#### What you need to do:
If a line below contains "garnish", add it to your tally, then answer with the tally alone.

#### Records for the task:
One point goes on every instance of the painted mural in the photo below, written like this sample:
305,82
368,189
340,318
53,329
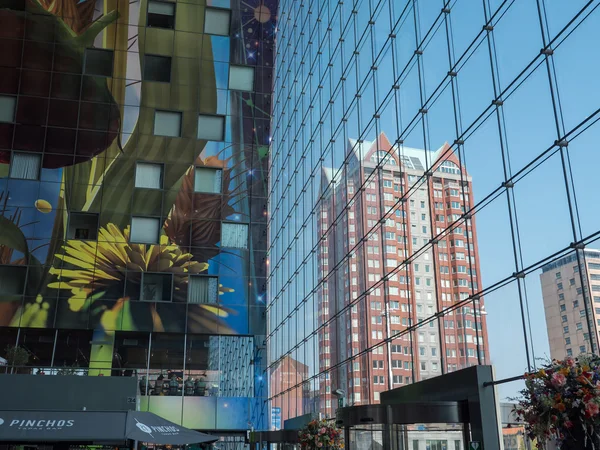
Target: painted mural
91,131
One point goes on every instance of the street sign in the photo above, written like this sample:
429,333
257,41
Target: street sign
276,418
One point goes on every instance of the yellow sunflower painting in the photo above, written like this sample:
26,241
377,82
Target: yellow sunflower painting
111,268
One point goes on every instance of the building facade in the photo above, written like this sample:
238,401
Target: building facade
365,94
571,291
133,162
419,280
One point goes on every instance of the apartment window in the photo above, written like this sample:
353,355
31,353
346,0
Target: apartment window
161,14
234,235
12,280
8,106
25,166
241,78
98,62
217,21
82,226
207,179
144,230
203,289
156,287
148,175
167,123
157,68
211,128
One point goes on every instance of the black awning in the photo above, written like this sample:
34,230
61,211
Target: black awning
57,426
148,427
95,426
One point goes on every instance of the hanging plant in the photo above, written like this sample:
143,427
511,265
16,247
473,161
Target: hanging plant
561,402
17,356
320,434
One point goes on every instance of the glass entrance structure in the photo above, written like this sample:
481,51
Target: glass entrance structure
410,426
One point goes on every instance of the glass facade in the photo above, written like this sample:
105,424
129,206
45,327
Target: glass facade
133,183
428,158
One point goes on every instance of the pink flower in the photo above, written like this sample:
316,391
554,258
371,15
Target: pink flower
558,379
570,362
592,408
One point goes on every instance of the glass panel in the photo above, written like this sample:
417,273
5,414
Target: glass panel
167,123
208,180
216,21
144,230
25,166
7,108
241,78
148,176
211,128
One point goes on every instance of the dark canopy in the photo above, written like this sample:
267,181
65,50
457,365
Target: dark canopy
148,427
94,426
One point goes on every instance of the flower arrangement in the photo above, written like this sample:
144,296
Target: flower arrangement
561,401
319,434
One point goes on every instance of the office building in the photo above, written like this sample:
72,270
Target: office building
427,132
571,291
433,278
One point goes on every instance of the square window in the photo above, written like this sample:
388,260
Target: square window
167,123
8,106
83,226
234,235
98,62
156,287
157,68
217,21
161,14
241,78
12,280
25,166
144,230
211,128
148,175
208,180
202,289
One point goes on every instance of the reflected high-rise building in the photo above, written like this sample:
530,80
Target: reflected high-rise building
405,279
572,302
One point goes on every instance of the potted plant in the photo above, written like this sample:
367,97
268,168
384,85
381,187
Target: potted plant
320,434
561,403
17,357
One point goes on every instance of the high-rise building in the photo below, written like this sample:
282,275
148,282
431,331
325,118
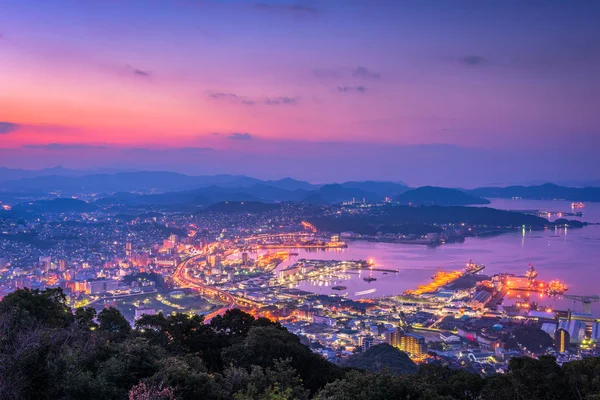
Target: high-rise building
393,336
412,344
214,260
45,263
366,342
562,340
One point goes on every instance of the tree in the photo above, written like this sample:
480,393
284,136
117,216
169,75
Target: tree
233,324
30,307
85,316
141,391
266,344
113,322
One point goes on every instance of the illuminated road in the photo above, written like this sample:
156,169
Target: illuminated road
182,278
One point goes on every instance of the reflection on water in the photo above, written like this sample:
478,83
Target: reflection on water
570,255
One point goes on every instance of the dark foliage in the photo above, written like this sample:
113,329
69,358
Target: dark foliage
49,352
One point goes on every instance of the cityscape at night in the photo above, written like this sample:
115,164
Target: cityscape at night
299,199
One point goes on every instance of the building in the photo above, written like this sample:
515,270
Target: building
321,319
480,299
366,342
562,340
449,337
214,260
575,328
393,336
62,265
45,264
413,344
97,287
141,311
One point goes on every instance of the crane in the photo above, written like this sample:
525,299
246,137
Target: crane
585,300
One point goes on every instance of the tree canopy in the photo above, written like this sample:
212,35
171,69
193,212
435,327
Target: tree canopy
48,351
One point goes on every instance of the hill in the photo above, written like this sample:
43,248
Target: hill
61,205
430,195
383,357
406,219
142,181
241,207
234,356
548,191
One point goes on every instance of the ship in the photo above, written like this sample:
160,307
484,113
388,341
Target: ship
473,268
531,273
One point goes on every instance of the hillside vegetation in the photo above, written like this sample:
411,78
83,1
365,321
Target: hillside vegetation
49,352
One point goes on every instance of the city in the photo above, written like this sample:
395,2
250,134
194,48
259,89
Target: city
216,261
299,200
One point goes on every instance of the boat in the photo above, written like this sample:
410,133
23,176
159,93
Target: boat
473,268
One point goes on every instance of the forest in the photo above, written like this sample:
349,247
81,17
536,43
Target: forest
48,351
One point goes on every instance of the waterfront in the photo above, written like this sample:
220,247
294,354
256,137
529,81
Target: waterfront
570,255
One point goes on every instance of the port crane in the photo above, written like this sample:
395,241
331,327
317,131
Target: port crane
585,300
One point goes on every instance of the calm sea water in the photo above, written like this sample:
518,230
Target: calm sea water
571,255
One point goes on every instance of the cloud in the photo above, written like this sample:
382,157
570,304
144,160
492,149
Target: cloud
144,151
328,73
273,101
472,60
291,8
365,73
139,72
63,146
8,127
250,101
240,136
352,89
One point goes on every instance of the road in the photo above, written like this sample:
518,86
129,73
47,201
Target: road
184,279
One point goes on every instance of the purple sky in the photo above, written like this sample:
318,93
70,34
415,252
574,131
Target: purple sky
447,93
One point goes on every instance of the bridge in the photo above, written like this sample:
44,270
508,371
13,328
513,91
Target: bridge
184,279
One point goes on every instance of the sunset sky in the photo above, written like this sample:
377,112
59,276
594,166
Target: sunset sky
427,92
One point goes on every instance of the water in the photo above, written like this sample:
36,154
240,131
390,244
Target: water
570,255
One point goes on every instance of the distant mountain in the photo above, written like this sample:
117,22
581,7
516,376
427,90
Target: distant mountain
430,195
292,184
142,181
338,193
380,188
242,207
60,205
403,219
8,174
548,191
383,357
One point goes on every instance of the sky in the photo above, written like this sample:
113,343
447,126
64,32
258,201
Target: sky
453,93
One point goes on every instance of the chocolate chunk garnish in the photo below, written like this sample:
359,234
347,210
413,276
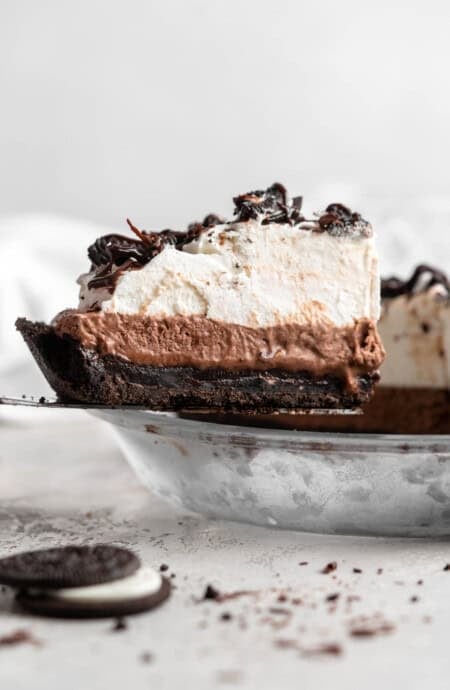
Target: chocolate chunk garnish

#### Final answer:
2